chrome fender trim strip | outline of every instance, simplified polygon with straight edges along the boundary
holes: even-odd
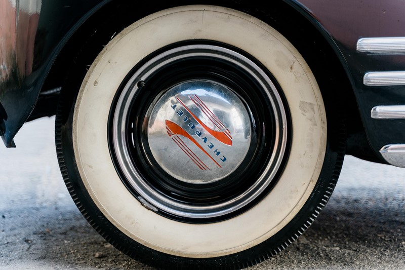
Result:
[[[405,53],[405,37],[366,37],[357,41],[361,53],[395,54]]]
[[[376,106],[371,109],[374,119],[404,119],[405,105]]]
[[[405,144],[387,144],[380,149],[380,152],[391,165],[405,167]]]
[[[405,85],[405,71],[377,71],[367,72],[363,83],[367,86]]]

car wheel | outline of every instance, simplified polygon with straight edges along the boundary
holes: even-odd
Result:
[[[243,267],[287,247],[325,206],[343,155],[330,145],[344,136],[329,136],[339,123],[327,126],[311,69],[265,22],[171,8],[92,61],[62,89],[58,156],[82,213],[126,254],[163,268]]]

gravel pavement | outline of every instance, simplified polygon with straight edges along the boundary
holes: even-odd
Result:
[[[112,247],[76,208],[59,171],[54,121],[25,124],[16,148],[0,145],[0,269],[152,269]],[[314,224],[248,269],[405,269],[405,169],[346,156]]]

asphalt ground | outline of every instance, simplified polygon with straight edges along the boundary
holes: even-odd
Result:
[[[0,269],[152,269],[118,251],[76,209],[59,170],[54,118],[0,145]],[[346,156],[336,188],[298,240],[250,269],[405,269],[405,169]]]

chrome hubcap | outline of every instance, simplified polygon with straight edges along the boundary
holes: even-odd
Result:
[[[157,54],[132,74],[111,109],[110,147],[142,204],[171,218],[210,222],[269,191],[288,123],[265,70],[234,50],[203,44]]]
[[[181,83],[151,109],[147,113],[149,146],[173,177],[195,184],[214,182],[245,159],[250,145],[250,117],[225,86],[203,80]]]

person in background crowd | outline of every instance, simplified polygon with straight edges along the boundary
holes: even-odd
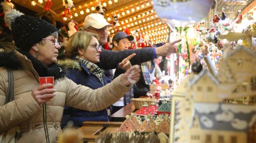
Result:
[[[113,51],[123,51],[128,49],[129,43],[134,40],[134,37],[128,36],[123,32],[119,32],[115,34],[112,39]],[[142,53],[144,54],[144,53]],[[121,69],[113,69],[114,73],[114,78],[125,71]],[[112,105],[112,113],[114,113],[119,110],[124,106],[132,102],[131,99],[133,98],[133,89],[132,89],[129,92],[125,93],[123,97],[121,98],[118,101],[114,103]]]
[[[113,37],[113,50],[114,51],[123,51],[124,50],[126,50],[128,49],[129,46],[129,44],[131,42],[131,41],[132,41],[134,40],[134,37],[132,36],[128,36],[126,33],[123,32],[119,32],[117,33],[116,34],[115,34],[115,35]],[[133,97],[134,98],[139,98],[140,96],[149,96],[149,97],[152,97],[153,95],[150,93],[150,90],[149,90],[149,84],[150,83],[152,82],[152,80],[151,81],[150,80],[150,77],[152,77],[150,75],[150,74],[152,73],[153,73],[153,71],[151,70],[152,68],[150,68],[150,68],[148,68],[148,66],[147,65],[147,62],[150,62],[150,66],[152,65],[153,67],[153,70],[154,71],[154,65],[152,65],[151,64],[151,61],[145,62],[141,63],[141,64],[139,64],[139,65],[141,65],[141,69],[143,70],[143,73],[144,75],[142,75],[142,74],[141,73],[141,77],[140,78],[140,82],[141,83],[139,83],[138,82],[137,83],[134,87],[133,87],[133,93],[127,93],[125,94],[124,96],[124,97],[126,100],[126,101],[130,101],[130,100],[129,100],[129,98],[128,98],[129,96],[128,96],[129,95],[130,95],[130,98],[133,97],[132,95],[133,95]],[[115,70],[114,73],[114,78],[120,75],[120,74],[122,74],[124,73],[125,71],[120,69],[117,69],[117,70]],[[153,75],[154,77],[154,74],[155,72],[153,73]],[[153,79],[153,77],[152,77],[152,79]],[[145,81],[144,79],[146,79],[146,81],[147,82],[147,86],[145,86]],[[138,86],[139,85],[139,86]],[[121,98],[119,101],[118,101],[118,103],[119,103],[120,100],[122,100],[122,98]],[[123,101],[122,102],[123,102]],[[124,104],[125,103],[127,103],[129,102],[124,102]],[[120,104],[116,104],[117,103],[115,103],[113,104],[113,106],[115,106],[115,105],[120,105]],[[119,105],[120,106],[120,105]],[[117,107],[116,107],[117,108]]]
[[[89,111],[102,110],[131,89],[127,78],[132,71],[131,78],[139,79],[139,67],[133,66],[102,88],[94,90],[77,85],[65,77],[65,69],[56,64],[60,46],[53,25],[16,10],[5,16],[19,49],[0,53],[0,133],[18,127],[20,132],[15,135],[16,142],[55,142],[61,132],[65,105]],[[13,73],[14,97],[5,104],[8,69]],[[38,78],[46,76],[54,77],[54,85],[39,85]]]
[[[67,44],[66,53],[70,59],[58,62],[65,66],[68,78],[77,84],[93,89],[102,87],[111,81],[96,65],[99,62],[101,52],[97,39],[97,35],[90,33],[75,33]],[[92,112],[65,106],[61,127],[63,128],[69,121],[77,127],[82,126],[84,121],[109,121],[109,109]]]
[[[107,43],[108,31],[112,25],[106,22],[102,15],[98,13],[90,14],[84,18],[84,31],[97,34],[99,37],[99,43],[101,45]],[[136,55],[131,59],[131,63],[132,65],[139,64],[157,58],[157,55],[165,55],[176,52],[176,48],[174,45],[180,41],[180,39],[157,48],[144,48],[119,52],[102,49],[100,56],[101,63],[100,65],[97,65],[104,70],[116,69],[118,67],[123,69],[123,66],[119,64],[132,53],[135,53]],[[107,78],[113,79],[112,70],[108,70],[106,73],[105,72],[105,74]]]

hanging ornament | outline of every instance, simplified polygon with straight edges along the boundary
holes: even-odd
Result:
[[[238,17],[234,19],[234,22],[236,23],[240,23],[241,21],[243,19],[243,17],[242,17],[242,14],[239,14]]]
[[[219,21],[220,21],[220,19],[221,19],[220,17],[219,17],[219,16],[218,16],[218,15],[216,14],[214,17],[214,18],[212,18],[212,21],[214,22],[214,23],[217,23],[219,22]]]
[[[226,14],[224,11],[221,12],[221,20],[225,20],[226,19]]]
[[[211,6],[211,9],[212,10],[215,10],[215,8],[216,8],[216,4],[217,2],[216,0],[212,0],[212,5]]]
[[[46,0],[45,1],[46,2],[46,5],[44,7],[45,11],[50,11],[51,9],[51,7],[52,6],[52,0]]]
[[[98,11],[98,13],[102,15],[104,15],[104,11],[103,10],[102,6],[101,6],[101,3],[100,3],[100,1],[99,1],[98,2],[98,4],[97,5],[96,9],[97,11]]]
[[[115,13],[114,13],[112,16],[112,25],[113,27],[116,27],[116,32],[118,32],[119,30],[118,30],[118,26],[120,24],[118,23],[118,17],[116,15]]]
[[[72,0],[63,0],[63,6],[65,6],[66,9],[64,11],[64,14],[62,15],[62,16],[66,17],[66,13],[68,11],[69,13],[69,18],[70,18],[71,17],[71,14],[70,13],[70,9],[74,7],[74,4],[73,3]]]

○ ○ ○ ○ ○ ○ ○

TO DO:
Every line of the data should be copied as it stands, without the images.

WRITTEN SOLUTION:
chrome fender trim strip | outline of every instance, simplified polygon with straight edges along the boundary
holes: even-odd
Result:
[[[405,53],[405,37],[366,37],[357,41],[361,53],[395,54]]]
[[[376,106],[371,109],[374,119],[404,119],[405,105]]]
[[[405,144],[387,144],[380,149],[380,152],[391,165],[405,167]]]
[[[405,85],[405,71],[377,71],[367,72],[363,83],[367,86]]]

car wheel | outline of every instance, simplified polygon with straight edges along the boundary
holes: even-odd
Result:
[[[243,267],[287,247],[325,206],[343,155],[330,145],[344,136],[329,136],[339,123],[327,126],[311,69],[265,22],[171,8],[92,61],[62,89],[58,156],[82,213],[126,254],[163,268]]]

gravel pavement | outline of every instance, simplified polygon with straight edges along the boundary
holes: even-odd
Result:
[[[112,247],[76,208],[59,171],[54,121],[25,124],[16,148],[0,145],[0,269],[152,269]],[[314,224],[248,269],[405,269],[405,169],[346,156]]]

asphalt ground | outline of every instance, simplified polygon with straight edges along the boundary
holes: even-odd
Result:
[[[0,269],[152,269],[118,251],[76,209],[59,170],[54,118],[0,145]],[[346,156],[336,188],[298,240],[250,269],[405,269],[405,169]]]

chrome hubcap | outline of every instance, simplified polygon with straight edges along the boundary
holes: even-odd
Result:
[[[157,54],[132,74],[111,109],[110,147],[142,204],[171,218],[210,222],[269,191],[288,123],[265,70],[234,50],[203,44]]]
[[[181,83],[151,109],[147,113],[149,146],[173,177],[195,184],[214,182],[245,159],[250,145],[250,117],[225,86],[203,80]]]

person in background crowd | outline of every instance, simplified polygon with straight edges along the boundary
holes: even-odd
Result:
[[[113,51],[123,51],[128,49],[129,43],[134,40],[134,37],[128,36],[123,32],[119,32],[115,34],[112,39]],[[142,53],[144,54],[144,53]],[[121,69],[113,69],[114,73],[114,78],[125,71]],[[112,105],[112,113],[114,113],[119,110],[124,106],[132,102],[131,99],[133,98],[133,89],[132,89],[129,92],[125,93],[123,97],[121,98],[118,101],[114,103]]]
[[[113,37],[113,50],[114,51],[123,51],[124,50],[126,50],[128,49],[129,46],[129,44],[131,42],[131,41],[132,41],[134,40],[134,37],[132,36],[128,36],[126,33],[123,32],[119,32],[117,33],[116,34],[115,34],[115,35]],[[133,97],[134,98],[139,98],[140,96],[149,96],[149,97],[152,97],[153,95],[150,93],[150,90],[149,90],[149,84],[150,83],[152,82],[152,80],[151,81],[150,80],[150,77],[152,77],[150,75],[150,74],[152,73],[153,73],[153,71],[151,70],[152,68],[150,68],[150,68],[148,68],[148,66],[147,65],[147,62],[150,62],[150,66],[152,65],[153,67],[153,70],[154,71],[154,65],[152,65],[151,64],[151,61],[145,62],[141,63],[141,64],[139,64],[139,65],[141,65],[141,69],[143,70],[143,73],[144,75],[142,75],[142,74],[141,73],[141,77],[140,78],[140,82],[141,83],[139,83],[138,82],[137,83],[134,87],[133,87],[133,93],[127,93],[125,94],[124,96],[124,97],[126,100],[126,101],[130,101],[130,100],[129,100],[129,98],[128,98],[129,96],[128,96],[129,95],[130,95],[130,98],[133,97],[132,95],[133,95]],[[115,70],[114,73],[114,78],[120,75],[120,74],[122,74],[124,73],[125,71],[120,69],[117,69],[117,70]],[[153,75],[154,77],[154,74],[155,72],[153,73]],[[153,79],[153,77],[152,77],[152,79]],[[145,81],[144,79],[146,79],[146,81],[147,82],[147,86],[145,86]],[[138,86],[139,85],[139,86]],[[121,98],[119,101],[118,101],[118,103],[119,103],[120,100],[122,100],[122,98]],[[123,101],[122,102],[123,102]],[[124,104],[125,103],[127,103],[129,102],[124,102]],[[120,104],[116,104],[117,103],[115,103],[113,104],[113,106],[115,106],[115,105],[120,105]],[[119,105],[120,106],[120,105]],[[117,107],[116,107],[117,108]]]
[[[89,111],[102,110],[131,89],[127,78],[132,71],[131,78],[139,79],[139,67],[133,66],[102,88],[94,90],[77,85],[65,77],[65,69],[56,64],[60,46],[53,25],[16,10],[5,16],[19,49],[0,53],[0,133],[18,127],[20,132],[15,135],[16,142],[55,142],[61,132],[65,105]],[[13,73],[14,97],[5,104],[8,69]],[[38,78],[46,76],[54,77],[54,85],[39,85]]]
[[[67,44],[66,53],[70,59],[58,62],[65,66],[68,78],[77,84],[93,89],[102,87],[111,81],[96,65],[99,62],[101,52],[97,39],[97,35],[90,33],[75,33]],[[92,112],[65,106],[61,127],[63,128],[69,121],[77,127],[82,126],[84,121],[109,121],[109,109]]]
[[[107,43],[108,31],[112,25],[106,22],[102,15],[98,13],[90,14],[84,18],[84,31],[97,34],[99,37],[99,43],[101,45]],[[136,55],[131,59],[131,63],[132,65],[139,64],[157,58],[157,55],[165,55],[176,52],[176,48],[174,45],[180,41],[180,39],[157,48],[144,48],[119,52],[102,49],[100,56],[101,63],[100,65],[97,65],[104,70],[116,69],[118,67],[123,69],[123,66],[119,64],[132,53],[135,53]],[[107,78],[113,79],[112,70],[108,70],[106,73],[105,72],[105,74]]]

hanging ornament | outline of every instance, simplified polygon with straight edges along the boundary
holes: even-odd
Result:
[[[238,17],[234,19],[234,22],[236,23],[240,23],[241,21],[243,19],[243,17],[242,17],[242,14],[239,14]]]
[[[219,21],[220,21],[220,19],[221,19],[220,17],[219,17],[219,16],[218,16],[218,15],[216,14],[214,17],[214,18],[212,18],[212,21],[214,22],[214,23],[217,23],[219,22]]]
[[[226,14],[224,11],[221,12],[221,20],[225,20],[226,19]]]
[[[211,6],[211,9],[212,10],[215,10],[215,8],[216,8],[216,4],[217,2],[216,0],[212,0],[212,5]]]
[[[46,0],[45,1],[46,2],[46,5],[44,7],[45,11],[50,11],[51,9],[51,7],[52,6],[52,0]]]
[[[98,11],[98,13],[102,15],[104,15],[104,11],[103,10],[102,6],[101,6],[101,3],[100,3],[100,1],[99,1],[98,2],[98,4],[97,5],[96,9],[97,11]]]
[[[115,13],[114,13],[112,16],[112,25],[113,27],[116,27],[116,32],[118,32],[119,30],[118,30],[118,26],[120,24],[118,23],[118,17],[116,15]]]
[[[72,0],[63,0],[63,6],[65,6],[66,9],[64,11],[64,14],[62,15],[62,16],[66,17],[66,13],[68,11],[69,13],[69,18],[70,18],[71,17],[71,14],[70,13],[70,9],[74,7],[74,4],[73,3]]]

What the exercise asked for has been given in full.